____ Working data

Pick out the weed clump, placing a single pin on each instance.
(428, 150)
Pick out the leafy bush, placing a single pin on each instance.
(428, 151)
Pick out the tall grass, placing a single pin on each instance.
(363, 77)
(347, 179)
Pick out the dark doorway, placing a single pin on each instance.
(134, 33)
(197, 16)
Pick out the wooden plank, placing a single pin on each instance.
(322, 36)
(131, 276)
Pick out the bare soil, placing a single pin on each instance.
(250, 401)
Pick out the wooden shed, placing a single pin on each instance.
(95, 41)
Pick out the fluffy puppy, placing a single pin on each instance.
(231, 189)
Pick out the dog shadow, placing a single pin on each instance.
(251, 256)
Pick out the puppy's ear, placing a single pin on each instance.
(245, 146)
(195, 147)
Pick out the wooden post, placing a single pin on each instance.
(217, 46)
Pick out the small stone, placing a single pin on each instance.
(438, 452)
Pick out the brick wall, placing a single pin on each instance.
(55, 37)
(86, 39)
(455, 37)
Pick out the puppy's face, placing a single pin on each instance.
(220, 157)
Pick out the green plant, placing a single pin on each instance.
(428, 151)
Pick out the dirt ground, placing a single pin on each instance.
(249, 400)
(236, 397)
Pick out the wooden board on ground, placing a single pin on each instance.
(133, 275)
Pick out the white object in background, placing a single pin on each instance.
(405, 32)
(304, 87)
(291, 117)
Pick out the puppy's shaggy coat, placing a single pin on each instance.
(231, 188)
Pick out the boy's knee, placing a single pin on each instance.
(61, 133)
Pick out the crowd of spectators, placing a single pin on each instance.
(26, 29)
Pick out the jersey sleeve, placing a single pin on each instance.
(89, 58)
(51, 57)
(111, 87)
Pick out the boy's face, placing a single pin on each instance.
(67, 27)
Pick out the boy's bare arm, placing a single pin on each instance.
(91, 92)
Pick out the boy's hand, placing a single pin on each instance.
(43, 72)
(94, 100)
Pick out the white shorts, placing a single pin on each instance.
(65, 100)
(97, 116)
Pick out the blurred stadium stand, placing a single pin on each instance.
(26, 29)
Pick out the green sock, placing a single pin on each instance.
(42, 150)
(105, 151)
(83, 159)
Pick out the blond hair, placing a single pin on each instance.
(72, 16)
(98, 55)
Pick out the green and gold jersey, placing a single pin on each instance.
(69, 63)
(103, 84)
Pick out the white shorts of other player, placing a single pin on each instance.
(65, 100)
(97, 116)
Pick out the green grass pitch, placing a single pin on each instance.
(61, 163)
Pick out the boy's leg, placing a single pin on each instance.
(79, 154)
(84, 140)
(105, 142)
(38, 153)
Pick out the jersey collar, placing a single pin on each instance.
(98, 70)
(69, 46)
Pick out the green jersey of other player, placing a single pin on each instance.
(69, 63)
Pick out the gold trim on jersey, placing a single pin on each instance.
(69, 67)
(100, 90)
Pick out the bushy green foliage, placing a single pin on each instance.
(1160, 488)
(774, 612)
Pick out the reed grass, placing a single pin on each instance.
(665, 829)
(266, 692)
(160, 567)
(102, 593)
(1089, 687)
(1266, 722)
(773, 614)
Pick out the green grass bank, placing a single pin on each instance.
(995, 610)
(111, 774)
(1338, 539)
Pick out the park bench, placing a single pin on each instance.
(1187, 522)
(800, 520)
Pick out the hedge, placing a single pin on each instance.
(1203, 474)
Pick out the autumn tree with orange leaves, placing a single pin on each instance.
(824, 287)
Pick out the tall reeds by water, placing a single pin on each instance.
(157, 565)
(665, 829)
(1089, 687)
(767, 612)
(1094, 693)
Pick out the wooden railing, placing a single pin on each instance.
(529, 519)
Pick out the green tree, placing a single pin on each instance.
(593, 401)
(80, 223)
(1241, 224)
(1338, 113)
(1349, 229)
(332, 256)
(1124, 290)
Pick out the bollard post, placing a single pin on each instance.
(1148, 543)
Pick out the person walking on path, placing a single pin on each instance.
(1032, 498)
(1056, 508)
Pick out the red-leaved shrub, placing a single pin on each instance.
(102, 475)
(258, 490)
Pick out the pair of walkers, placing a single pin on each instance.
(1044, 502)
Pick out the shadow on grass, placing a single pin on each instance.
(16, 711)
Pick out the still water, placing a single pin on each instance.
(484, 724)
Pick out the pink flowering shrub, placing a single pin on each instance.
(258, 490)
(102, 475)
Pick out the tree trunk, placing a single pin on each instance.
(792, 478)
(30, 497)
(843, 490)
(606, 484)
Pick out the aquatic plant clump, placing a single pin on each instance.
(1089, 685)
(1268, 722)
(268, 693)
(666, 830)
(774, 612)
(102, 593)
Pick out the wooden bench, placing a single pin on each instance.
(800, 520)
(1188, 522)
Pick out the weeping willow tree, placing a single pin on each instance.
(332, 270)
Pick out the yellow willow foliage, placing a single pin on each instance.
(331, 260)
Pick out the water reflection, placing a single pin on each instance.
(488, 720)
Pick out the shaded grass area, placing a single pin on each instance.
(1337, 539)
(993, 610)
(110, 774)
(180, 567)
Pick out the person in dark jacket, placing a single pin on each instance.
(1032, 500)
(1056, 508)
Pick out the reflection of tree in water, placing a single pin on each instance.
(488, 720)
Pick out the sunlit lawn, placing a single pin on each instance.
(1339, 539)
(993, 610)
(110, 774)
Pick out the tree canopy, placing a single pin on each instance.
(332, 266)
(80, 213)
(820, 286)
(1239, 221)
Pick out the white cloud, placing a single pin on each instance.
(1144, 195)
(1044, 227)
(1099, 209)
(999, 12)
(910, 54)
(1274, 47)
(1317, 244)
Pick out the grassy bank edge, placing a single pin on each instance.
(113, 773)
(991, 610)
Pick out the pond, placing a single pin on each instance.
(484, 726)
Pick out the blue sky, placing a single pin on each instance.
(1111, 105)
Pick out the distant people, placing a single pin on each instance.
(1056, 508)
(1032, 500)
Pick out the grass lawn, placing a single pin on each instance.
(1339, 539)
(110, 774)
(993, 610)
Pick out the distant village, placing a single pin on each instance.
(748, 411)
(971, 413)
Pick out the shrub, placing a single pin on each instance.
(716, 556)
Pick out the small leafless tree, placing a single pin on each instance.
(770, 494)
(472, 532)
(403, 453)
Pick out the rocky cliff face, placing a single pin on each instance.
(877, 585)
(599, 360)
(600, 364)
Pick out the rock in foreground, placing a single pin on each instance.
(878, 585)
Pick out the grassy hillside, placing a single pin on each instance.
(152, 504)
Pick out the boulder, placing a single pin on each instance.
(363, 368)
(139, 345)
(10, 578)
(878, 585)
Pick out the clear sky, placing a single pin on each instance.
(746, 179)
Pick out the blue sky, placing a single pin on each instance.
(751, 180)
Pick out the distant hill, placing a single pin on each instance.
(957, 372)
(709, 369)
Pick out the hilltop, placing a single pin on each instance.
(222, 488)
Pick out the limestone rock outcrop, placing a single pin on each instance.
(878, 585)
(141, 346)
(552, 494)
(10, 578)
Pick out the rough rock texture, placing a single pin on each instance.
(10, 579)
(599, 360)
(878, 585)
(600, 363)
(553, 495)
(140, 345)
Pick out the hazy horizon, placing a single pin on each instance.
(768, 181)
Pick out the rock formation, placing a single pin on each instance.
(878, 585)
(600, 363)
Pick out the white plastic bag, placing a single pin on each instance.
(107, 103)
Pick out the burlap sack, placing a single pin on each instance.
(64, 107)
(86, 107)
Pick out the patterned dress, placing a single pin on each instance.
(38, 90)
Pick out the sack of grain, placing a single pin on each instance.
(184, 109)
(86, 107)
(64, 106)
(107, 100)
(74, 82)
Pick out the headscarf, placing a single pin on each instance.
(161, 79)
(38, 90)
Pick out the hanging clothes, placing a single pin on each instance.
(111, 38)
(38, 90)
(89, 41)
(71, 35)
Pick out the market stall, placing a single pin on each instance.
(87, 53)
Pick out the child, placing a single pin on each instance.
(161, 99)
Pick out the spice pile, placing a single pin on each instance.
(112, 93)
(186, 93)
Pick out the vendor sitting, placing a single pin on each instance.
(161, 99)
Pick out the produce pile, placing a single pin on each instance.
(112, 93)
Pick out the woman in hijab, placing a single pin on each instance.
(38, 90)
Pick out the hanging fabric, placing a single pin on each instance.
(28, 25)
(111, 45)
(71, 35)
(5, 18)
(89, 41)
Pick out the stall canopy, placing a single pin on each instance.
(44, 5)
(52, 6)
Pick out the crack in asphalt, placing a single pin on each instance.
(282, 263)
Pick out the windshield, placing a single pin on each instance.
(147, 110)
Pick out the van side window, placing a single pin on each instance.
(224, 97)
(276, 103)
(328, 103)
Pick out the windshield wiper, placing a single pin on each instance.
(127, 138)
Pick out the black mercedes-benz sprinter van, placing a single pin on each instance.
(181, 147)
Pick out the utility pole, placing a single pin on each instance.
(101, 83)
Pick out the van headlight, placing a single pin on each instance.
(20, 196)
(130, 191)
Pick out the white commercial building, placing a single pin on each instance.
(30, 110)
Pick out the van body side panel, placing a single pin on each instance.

________

Task goal
Repeat exactly the lines above, starting with the line that contains "Pick out the van side" and ending with the last line, both included, and nothing else.

Correct result
Pick out the van side window, placing a single pin on each instance.
(224, 97)
(276, 103)
(328, 103)
Pick out the windshield wiper, placing a single pin on each instance.
(127, 138)
Pick out the black mercedes-benz sprinter van, placing a single pin on each instance.
(181, 147)
Pick out the utility pole, placing a single pin on each instance.
(101, 83)
Pick out the van headlight, placing a single pin on each instance.
(20, 196)
(130, 191)
Pick out the white commercial building, placing a single pin on each instance.
(30, 110)
Pick out the van body side panel, placing a single pin on each instance.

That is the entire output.